- **Consigne**: Recopiez mot pour mot, dans le texte fourni, le passage qui va de « En effet, les » jusqu'à « de ces espèces. » inclus.

- **Texte fourni**:
________________

En effet, les spécialistes s’accordent à confirmer que le phénomène
prend une ampleur inquiétante et ce, eu égard aux « changements
climatiques qui ont favorisé l’évolution, sur nos terres, de
nombreuses espèces de plantes de champignons dont la toxicité est
fatale pour notre santé », estime Dr Ouaguenoune, médecin généraliste.
Elle signale également que les pluies torrentielles ont beaucoup
contribué dans l’évolution de ces espèces.

Sur un autre chapitre, la spécialiste met en cause le mode de
cueillette des champignons, opéré souvent par des jeunes ignorant en
la matière. « Le monde des champignons est très complexe. Parmi les
milliers d’espèces présentes dans nos forêts et campagnes, seule une
trentaine serait dangereuse pour l’homme. Cependant, la reconnaissance

de ces espèces dangereuses est souvent peu évidente pour le profane »,
déclare-t-elle. Et d’ajouter que la confusion qui se fait entre un
champignon toxique et un champignon comestible est l’une des premières
causes d’intoxication. Elle ajoute sur un autre chapitre qu’en cas
d’intoxication, le problème de l’identification est bien souvent
insoluble et il ne reste plus que la clinique pour se faire une idée
de la toxicité du champignon ingéré.

________________

- **Données enregistrées**:
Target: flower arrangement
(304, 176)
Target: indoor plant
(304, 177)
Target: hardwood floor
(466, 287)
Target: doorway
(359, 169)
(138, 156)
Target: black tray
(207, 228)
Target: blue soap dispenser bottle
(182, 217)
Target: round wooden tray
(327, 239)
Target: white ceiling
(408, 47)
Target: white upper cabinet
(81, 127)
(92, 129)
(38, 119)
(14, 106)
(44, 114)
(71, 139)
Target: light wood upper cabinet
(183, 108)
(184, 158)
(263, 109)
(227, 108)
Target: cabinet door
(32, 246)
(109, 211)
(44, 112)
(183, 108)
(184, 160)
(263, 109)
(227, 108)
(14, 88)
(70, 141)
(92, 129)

________________

- **Réponse**:
En effet, les spécialistes s’accordent à confirmer que le phénomène
prend une ampleur inquiétante et ce, eu égard aux « changements
climatiques qui ont favorisé l’évolution, sur nos terres, de
nombreuses espèces de plantes de champignons dont la toxicité est
fatale pour notre santé », estime Dr Ouaguenoune, médecin généraliste.
Elle signale également que les pluies torrentielles ont beaucoup
contribué dans l’évolution de ces espèces.